◆ **Work instruction**: Check every line of the data for the string "grass" and copy the ones that have it.

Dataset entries
=== Section Start ===

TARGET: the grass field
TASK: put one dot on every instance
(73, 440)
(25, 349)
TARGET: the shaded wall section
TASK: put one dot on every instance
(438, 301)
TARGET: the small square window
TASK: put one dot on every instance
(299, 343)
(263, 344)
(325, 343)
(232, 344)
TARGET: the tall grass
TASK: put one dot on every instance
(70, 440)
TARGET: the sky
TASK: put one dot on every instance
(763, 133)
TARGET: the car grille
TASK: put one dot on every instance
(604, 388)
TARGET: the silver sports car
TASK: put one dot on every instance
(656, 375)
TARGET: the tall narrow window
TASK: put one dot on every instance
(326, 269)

=== Section End ===
=== Section Start ===

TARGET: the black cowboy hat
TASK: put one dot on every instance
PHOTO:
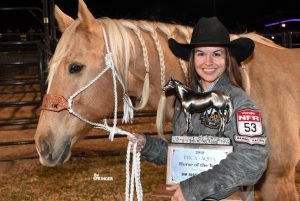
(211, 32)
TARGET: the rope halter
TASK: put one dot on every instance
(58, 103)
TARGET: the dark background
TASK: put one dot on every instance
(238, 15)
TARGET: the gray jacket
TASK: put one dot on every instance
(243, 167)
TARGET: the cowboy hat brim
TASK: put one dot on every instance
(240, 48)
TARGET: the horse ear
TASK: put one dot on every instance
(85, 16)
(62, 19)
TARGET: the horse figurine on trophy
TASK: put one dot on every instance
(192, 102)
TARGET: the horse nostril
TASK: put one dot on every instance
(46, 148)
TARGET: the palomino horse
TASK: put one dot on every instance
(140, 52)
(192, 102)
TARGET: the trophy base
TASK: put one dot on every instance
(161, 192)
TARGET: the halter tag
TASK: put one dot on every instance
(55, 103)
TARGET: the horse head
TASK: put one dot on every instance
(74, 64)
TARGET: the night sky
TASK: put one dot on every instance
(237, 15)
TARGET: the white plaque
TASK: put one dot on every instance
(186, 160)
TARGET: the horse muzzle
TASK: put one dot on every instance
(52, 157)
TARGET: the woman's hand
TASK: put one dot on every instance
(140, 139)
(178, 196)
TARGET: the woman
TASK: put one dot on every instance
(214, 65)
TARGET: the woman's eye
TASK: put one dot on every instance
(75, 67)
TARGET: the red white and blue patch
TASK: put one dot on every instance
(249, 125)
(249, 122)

=== Section End ===

◆ **Reply to the task**:
TARGET: the grass field
TARGET: the tall grass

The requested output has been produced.